## [EXERCISE INSTRUCTIONS]
a: In the page on place-based system change below, which two places has the partnership been helping since the start of this year?
b: Translate this sentence from the page on place-based system change below into Spanish: "All of our work begins with a diagnostic phase."

## [PAGE TEXT]

Collaborate

Over the last three years, Collaborate and Lankelly Chase have been working together to explore how to create place-based system change to improve outcomes for people with complex needs. Both partners want to support real place-based and systemic change – beyond individual projects, and beyond working with single sectors. Collaborate understands, and can broker and help make progress against these goals in real places. Our work together so far has been based on action research in several places (West Midlands, Greater Manchester, East Anglia) to shape and define the characteristics of place-based system change to improve outcomes for people with multiple and complex needs. We have published two research reports together that explore the behaviours required for system change in public services, Behaving like a System (December 2015), and Building Collaborative Places – Infrastructure for System Change (February 2017).

These reports set out the case for change and outline principles and frameworks to help us frame an approach to place-based change. Since the beginning of this year, the partnership with Lankelly has been about drawing on the Lankelly System Behaviours and Collaborate’s thinking and frameworks to support real system change on the ground in two places.

These two places are the London Borough of Barking and Dagenham and Gateshead. Although the context of each place is different, both are interested in (and committed to) not just exploring the social and economic future of the borough, but understanding how services and institutions need to collaborate to respond to the needs of their residents and deliver purposeful place-based change.

Methodologies 

All of our work begins with a diagnostic phase. This is a mix of qualitative and quantitative, and it is how we ‘get under the skin of a place’ and seek to uncover challenges, opportunities and tensions. We always endeavour to speak to as many people as possible from across the system (statutory, voluntary, anchor institutions – frontline to Chief Execs). The Lankelly System Behaviours were considered throughout the diagnostic phase in both places. It is this early orientation work that forms the foundation for the next stages of the work.

## [DATASET EXTRACT]
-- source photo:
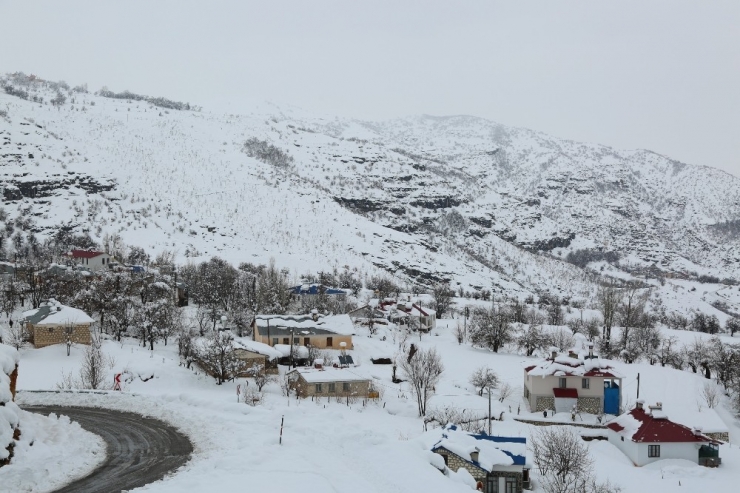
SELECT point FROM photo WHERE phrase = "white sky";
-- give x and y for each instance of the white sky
(661, 75)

## [PER-TASK OUTPUTS]
a: The London Borough of Barking and Dagenham and Gateshead.

b: Todo nuestro trabajo comienza con una fase de diagnóstico.